### TASK DATA ###

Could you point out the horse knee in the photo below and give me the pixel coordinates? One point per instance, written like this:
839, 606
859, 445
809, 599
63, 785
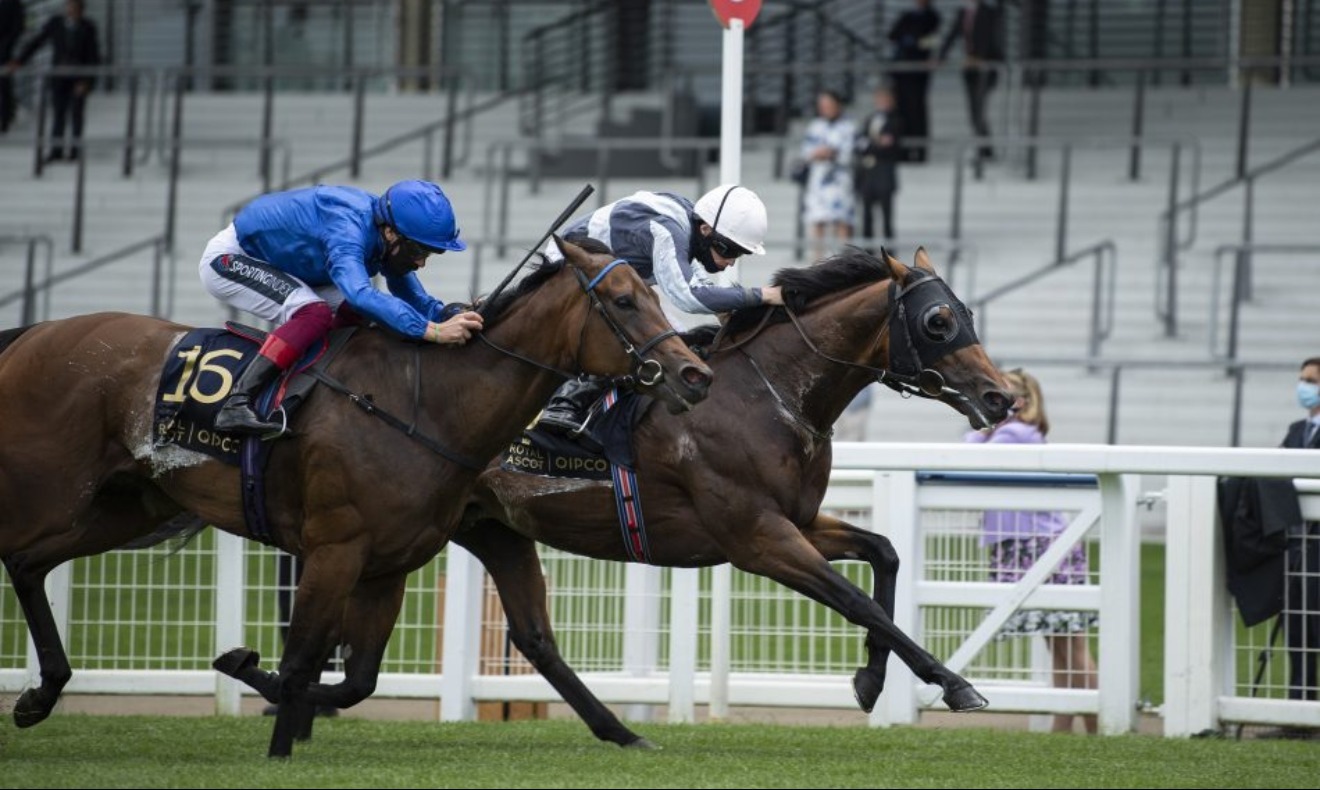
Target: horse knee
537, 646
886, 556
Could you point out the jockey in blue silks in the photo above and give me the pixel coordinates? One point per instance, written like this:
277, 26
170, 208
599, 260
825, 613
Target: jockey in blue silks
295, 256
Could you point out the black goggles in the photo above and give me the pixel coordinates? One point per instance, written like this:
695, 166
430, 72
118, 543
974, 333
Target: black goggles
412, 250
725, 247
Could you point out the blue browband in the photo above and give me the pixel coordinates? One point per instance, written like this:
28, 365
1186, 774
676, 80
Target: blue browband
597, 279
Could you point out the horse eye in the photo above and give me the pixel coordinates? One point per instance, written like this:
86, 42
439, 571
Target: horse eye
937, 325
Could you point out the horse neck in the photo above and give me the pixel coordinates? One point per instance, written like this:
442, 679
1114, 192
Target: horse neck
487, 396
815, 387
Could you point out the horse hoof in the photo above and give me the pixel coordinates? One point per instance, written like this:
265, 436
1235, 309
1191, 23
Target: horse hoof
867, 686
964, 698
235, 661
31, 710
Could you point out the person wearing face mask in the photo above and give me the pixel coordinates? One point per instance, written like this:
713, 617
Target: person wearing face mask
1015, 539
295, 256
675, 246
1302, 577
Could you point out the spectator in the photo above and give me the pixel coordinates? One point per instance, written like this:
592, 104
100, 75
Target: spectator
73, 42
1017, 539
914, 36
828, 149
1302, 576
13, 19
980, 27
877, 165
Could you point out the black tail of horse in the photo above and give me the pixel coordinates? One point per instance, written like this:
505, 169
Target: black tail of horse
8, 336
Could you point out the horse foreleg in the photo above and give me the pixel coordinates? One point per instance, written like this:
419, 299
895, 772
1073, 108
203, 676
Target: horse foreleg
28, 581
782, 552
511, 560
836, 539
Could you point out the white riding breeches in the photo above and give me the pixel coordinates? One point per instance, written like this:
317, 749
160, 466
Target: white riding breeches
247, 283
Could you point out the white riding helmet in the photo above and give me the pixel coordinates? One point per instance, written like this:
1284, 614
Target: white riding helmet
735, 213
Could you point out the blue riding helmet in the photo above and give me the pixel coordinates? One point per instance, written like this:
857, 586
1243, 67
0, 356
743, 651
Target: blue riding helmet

###
### TASK DATA ###

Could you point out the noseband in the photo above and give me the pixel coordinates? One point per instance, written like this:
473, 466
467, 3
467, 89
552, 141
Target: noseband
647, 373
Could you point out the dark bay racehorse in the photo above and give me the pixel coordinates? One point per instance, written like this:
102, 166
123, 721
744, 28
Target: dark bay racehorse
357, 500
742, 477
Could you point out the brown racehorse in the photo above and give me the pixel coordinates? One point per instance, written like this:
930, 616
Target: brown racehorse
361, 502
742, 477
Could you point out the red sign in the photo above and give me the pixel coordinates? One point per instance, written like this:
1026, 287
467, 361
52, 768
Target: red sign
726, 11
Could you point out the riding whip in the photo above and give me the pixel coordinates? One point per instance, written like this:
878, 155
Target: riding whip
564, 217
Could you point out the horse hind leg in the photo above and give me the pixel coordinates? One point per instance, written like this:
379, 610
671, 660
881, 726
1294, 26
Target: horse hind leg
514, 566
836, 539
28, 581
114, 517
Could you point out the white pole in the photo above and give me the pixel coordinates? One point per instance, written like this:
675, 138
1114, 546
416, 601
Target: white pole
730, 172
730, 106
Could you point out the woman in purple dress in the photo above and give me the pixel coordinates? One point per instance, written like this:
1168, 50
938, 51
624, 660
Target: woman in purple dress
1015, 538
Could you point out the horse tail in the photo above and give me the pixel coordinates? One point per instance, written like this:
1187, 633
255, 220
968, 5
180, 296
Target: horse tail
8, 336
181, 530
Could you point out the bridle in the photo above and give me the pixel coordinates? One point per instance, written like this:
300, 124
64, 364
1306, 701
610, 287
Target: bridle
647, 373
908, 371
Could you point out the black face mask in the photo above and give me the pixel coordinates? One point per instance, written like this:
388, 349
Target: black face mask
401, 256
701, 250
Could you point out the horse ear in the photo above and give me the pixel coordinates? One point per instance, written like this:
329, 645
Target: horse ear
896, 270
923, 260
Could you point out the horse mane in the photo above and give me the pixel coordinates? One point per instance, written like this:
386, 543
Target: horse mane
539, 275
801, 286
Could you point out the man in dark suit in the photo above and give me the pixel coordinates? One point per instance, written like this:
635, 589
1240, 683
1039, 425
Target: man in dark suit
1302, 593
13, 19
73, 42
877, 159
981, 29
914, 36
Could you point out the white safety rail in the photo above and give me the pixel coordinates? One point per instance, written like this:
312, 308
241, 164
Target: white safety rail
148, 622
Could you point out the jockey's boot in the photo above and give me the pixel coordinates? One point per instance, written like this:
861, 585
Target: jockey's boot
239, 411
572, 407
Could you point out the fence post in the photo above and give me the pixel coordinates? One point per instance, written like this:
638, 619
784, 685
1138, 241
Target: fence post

###
### TASK DATA ###

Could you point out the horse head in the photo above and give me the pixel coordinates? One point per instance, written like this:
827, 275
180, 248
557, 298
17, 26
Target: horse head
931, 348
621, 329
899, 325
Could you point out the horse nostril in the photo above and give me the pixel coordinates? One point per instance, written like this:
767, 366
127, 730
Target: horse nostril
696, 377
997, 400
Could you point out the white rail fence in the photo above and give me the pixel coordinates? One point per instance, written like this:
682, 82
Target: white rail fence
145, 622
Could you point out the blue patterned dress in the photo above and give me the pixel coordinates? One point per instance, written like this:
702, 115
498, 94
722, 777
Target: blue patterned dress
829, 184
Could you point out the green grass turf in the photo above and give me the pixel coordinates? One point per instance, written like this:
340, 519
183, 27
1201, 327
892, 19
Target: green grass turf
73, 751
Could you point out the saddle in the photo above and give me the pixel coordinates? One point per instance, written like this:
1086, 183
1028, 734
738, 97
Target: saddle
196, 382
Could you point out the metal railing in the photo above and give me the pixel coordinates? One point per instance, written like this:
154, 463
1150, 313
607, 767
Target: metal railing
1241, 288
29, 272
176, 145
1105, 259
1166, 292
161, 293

###

> [SHORT TASK]:
Pick out every line in the records above that contains the string "suit" and copy each such line in full. Case counts when matching.

> [RESPONSE TO THIS EXERCISE]:
Could you point out the man in dark suit in the photo above and give me the pixel coordinates? One point per instance, written like this:
Target: man in dark suit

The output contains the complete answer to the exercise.